• _TEXT_
=-=-=-=-=

A Problem of Priorities

Why? He lost touch with wisdom. He abandoned his keystone habit. The instruction to the king in Deuteronomy 17 also says that as king under God’s Law, he should not only read out of the law “all the days of his life” but he should also “write” a copy of the law for himself (Deuteronomy 17:18-20). In Proverbs 2:10, the promise is clear: “For wisdom will come into your heart, and knowledge will be pleasant to your soul.” In the end Solomon pursued success instead of wisdom. He took the success that came from wisdom and made that his passion, rather than wisdom itself. He traded a good habit for a bad habit. His changed the keystone habit of his heart.

The apostle Paul tells us the wisdom of the Old Testament serves for us as a warning (1 Corinthians 10). What the example of Solomon tells us is, ‘pay attention to the keystone habit of your heart and don’t ever get all enamored with success if it comes to you. Instead, continue to pursue the very One who has given you success in the first place.

=-=-=-=-=

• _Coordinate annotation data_

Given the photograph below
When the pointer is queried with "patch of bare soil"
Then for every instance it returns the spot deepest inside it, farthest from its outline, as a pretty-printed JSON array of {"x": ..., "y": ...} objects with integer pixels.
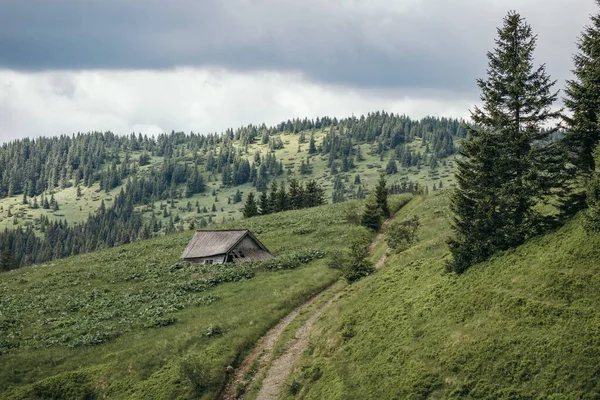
[
  {"x": 262, "y": 352},
  {"x": 280, "y": 369}
]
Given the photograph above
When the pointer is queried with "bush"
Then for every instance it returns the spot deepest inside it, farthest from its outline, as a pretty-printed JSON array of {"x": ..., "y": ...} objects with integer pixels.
[
  {"x": 400, "y": 235},
  {"x": 357, "y": 265}
]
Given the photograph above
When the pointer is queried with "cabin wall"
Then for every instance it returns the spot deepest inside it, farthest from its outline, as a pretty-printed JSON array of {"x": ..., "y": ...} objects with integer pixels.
[
  {"x": 247, "y": 244},
  {"x": 220, "y": 259}
]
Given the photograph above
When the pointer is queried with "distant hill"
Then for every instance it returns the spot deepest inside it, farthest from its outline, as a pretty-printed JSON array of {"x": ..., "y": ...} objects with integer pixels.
[
  {"x": 523, "y": 325},
  {"x": 73, "y": 194},
  {"x": 133, "y": 322}
]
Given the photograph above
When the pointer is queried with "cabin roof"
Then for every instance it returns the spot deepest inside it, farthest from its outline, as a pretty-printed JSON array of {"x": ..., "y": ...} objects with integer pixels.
[{"x": 208, "y": 243}]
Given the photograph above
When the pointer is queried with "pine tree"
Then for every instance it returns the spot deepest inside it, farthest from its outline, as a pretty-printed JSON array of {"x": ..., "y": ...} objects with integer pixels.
[
  {"x": 7, "y": 261},
  {"x": 264, "y": 204},
  {"x": 591, "y": 221},
  {"x": 250, "y": 208},
  {"x": 508, "y": 163},
  {"x": 583, "y": 99},
  {"x": 391, "y": 167},
  {"x": 312, "y": 149},
  {"x": 381, "y": 194}
]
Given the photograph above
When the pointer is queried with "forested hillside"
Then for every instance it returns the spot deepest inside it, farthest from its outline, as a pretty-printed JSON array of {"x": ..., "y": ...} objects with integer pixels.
[{"x": 73, "y": 194}]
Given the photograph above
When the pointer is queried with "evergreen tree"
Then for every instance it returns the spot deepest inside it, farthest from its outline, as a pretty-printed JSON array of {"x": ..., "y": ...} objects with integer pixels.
[
  {"x": 357, "y": 264},
  {"x": 312, "y": 149},
  {"x": 250, "y": 208},
  {"x": 7, "y": 261},
  {"x": 391, "y": 167},
  {"x": 265, "y": 208},
  {"x": 273, "y": 204},
  {"x": 591, "y": 221},
  {"x": 583, "y": 99},
  {"x": 381, "y": 194},
  {"x": 508, "y": 163},
  {"x": 314, "y": 194}
]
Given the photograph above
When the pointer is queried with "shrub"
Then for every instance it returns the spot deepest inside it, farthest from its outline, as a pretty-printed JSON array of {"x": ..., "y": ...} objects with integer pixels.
[
  {"x": 357, "y": 265},
  {"x": 400, "y": 235}
]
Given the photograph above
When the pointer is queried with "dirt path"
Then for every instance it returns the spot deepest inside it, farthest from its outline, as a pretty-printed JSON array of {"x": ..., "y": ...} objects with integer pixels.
[
  {"x": 280, "y": 368},
  {"x": 376, "y": 241},
  {"x": 263, "y": 350}
]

=-=-=-=-=

• _INSTRUCTION_
According to the text on Solomon's priorities, what did Solomon pursue in the end instead of wisdom? The data plays no part here.

• _THE RESPONSE_
He pursued success instead of wisdom.